Entries supplied =

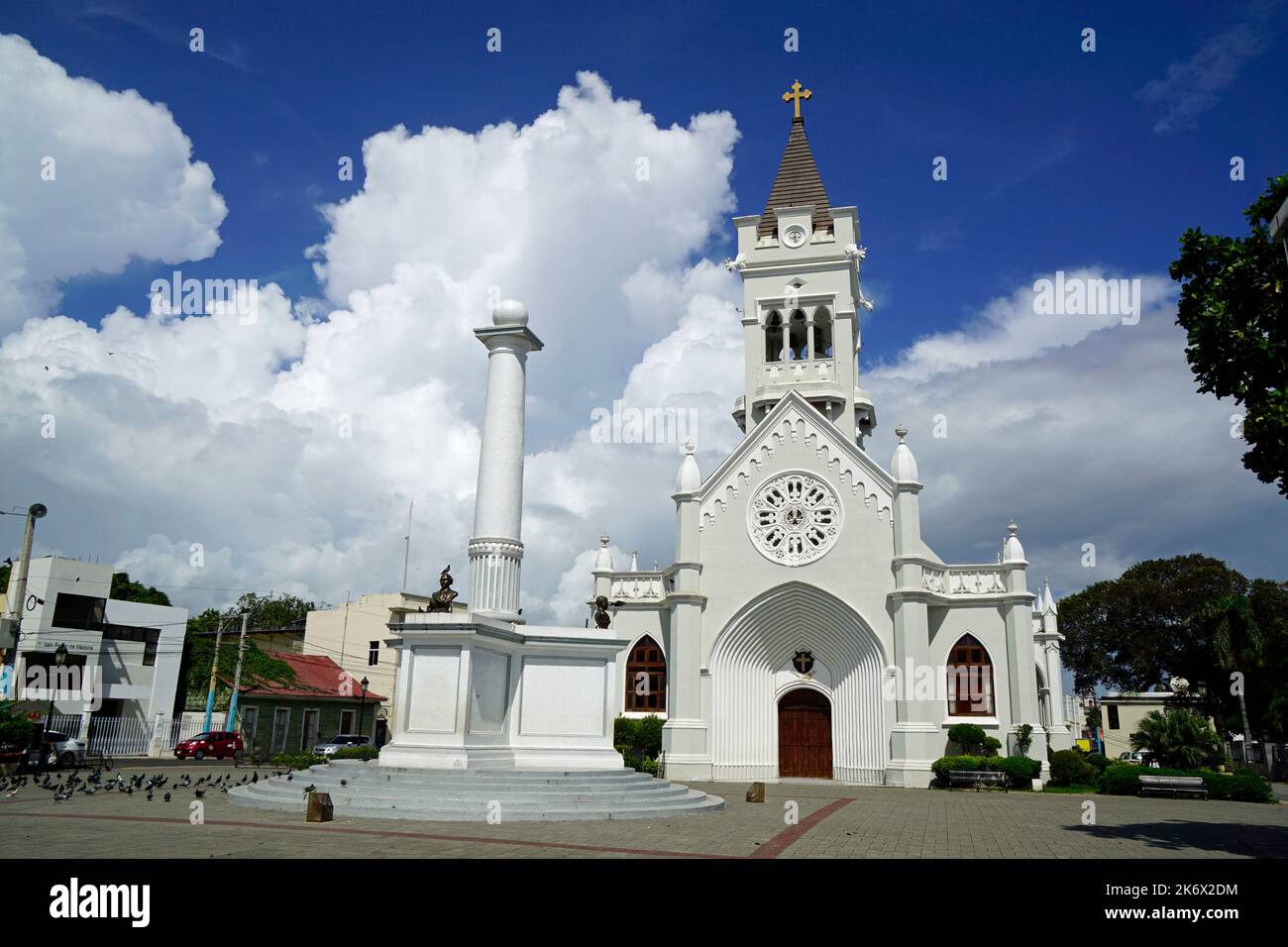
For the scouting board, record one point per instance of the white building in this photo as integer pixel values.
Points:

==

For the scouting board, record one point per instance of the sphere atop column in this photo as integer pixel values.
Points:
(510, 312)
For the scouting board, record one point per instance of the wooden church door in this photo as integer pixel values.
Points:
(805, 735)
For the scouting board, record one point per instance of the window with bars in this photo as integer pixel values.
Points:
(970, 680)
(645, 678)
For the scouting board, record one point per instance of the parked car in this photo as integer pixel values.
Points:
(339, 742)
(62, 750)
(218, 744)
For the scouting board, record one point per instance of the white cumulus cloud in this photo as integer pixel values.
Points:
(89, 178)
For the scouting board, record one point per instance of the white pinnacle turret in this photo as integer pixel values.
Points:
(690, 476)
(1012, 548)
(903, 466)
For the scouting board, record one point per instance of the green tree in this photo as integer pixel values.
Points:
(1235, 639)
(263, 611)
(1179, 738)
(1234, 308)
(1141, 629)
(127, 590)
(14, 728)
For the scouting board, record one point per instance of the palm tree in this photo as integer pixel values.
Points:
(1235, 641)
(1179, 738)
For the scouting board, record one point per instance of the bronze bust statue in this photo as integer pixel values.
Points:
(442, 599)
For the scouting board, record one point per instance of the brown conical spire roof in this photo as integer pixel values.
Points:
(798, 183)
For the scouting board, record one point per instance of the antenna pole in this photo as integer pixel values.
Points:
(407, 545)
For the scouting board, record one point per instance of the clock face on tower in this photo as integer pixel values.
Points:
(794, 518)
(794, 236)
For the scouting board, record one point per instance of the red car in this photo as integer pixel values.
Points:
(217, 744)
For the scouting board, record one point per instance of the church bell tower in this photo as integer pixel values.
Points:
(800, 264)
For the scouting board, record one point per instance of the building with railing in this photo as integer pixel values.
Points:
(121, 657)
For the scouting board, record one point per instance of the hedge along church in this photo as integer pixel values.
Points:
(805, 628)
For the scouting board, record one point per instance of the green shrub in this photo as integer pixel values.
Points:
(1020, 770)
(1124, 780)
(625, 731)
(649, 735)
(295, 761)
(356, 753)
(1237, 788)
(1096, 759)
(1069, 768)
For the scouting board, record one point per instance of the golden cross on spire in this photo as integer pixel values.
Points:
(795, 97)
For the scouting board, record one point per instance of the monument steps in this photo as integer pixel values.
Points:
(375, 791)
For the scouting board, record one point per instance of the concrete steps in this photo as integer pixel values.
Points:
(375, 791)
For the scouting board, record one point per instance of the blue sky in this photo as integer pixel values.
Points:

...

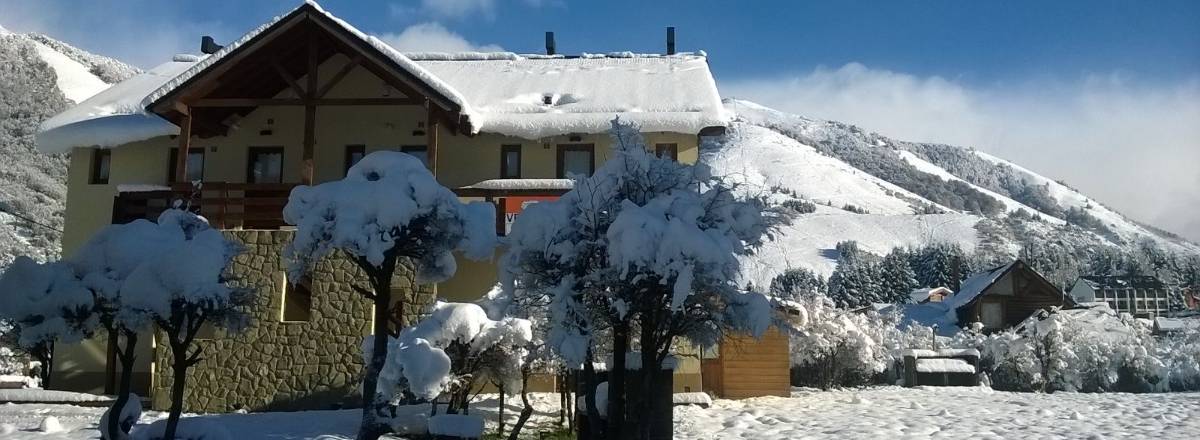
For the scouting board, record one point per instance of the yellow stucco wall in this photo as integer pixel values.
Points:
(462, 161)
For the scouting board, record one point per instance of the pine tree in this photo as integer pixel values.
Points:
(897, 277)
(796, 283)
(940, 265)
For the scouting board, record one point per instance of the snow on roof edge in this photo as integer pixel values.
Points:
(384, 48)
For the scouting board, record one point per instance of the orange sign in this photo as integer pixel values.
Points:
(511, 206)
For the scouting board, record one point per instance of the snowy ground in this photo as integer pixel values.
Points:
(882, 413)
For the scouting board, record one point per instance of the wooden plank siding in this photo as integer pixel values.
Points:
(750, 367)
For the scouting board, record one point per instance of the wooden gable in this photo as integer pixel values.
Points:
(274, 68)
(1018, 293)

Requirement =
Where a line above contains the word "roof", show that line.

Written response =
For the scouting board, record one point per instance of the brown conical spire roof in this photo as integer pixel values.
For the scouting board, record one point per instance of the snow on roof edge in this photo as integer pixel values.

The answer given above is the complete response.